### WHAT THIS EXERCISE ASKS
A: From the workers' compensation ruling, quote the text starting with "DISCUSSION AND CONCLUSION" and going on through "(2d Dept 1983).".
B: In the workers' compensation ruling, under what condition does Workers' Compensation Law §11 allow an action for money damages in the courts?
C: Continue the workers' compensation ruling from the point where it stops.
START PASSAGE SHOWN
Counsel for Claimant essentially reiterates his client's position.


DISCUSSION AND CONCLUSION

Workers' Compensation
Workers' Compensation Law §11 indicates that the remedy set forth in the article is an exclusive one, barring maintaining an action in the courts for money damages unless the " . . . employer fails to secure the payment of compensation for his . . . injured employees . . ." It is well settled that a Claimant "who applies for, is awarded and accepts workers' compensation . . . benefits is barred by the exclusive remedy and finality provisions of the Workers' Compensation Law from maintaining . . ." an action against his employer. Werner v State of New York, 53 NY2d 346, 348-349 (1981); See also Cunningham v State of New York, 60 NY2d 248 (1983); Reno v Westchester County, 289 AD2d 216 (2d Dept 2001); Mera v Adelphi Mfg. Co., Inc., 160 AD2d 781 (2d Dept 1990); Orzechowski v Warner-Lambert Company, 92 AD2d 110 (2d Dept 1983).
END PASSAGE SHOWN
START SUPPLIED ENTRIES
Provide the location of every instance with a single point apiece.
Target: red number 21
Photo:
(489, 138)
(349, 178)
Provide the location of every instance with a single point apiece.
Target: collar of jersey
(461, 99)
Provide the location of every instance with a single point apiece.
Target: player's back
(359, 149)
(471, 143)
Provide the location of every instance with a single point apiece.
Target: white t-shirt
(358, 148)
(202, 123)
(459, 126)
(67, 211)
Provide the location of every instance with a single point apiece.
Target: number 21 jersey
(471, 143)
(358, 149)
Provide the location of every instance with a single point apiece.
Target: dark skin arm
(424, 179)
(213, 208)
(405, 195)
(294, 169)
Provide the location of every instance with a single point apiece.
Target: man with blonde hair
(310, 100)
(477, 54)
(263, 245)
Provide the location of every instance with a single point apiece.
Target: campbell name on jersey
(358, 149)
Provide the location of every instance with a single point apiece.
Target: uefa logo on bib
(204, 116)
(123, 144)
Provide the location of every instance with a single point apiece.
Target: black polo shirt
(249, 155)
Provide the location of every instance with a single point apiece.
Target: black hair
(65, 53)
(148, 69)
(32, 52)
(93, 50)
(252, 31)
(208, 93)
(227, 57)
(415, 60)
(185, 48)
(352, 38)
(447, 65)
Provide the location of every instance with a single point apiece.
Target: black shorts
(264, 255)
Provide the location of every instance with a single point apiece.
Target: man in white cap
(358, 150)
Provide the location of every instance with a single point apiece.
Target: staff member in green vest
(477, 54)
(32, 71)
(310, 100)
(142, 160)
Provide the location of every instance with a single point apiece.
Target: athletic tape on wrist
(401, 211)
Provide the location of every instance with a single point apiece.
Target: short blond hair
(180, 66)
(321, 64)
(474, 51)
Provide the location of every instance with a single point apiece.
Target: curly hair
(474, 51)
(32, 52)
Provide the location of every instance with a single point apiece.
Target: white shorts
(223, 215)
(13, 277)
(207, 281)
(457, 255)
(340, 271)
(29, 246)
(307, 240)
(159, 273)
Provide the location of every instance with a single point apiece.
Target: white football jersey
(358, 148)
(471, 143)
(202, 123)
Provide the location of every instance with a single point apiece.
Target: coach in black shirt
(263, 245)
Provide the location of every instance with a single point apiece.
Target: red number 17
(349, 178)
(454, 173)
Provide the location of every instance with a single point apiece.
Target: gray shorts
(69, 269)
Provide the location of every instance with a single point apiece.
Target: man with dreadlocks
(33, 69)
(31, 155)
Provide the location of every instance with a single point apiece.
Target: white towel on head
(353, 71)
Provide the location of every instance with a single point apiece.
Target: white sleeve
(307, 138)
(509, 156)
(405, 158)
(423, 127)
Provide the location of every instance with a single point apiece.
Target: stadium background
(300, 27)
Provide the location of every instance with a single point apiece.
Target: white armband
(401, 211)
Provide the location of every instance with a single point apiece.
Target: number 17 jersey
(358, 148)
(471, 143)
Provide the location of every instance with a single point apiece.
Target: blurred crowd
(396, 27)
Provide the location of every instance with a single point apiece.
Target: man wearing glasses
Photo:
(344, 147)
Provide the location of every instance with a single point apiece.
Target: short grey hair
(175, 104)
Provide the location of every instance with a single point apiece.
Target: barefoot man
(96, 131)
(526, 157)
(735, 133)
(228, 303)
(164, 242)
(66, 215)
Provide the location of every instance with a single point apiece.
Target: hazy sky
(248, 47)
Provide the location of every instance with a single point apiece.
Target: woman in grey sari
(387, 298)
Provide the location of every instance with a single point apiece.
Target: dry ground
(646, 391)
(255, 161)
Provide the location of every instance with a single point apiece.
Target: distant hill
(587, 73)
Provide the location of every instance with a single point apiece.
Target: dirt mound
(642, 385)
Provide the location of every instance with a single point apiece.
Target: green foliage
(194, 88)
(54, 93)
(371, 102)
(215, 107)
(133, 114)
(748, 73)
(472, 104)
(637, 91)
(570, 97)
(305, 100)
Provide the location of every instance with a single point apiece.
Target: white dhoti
END SUPPLIED ENTRIES
### TASK-BY-TASK ANSWERS
A:
DISCUSSION AND CONCLUSION

Workers' Compensation
Workers' Compensation Law §11 indicates that the remedy set forth in the article is an exclusive one, barring maintaining an action in the courts for money damages unless the " . . . employer fails to secure the payment of compensation for his . . . injured employees . . ." It is well settled that a Claimant "who applies for, is awarded and accepts workers' compensation . . . benefits is barred by the exclusive remedy and finality provisions of the Workers' Compensation Law from maintaining . . ." an action against his employer. Werner v State of New York, 53 NY2d 346, 348-349 (1981); See also Cunningham v State of New York, 60 NY2d 248 (1983); Reno v Westchester County, 289 AD2d 216 (2d Dept 2001); Mera v Adelphi Mfg. Co., Inc., 160 AD2d 781 (2d Dept 1990); Orzechowski v Warner-Lambert Company, 92 AD2d 110 (2d Dept 1983).

B: When the employer fails to secure the payment of compensation for its injured employees.

C:
Summary Judgment

Civil Practice Law and Rules §3212(b) provides in pertinent part:
. . . A motion for summary judgment shall be supported by affidavit, by a copy of the pleadings and by other available proof, such as depositions and written admissions. The affidavit shall be by a person having knowledge of the facts; it shall recite all the material facts; and it shall show that there is no defense to the cause of action or that the cause of action or defense has no merit. The motion shall be granted if, upon all the papers and proof submitted the cause of action or defense shall be established sufficiently to warrant the court as a matter of law in directing judgment in favor of any party . . . the motion shall be denied if any party shall show facts sufficient to require a trial of any issue of fact. If it shall appear that any party other than the moving party is entitled to a summary judgment, the court may grant such judgment without the necessity of a cross-motion.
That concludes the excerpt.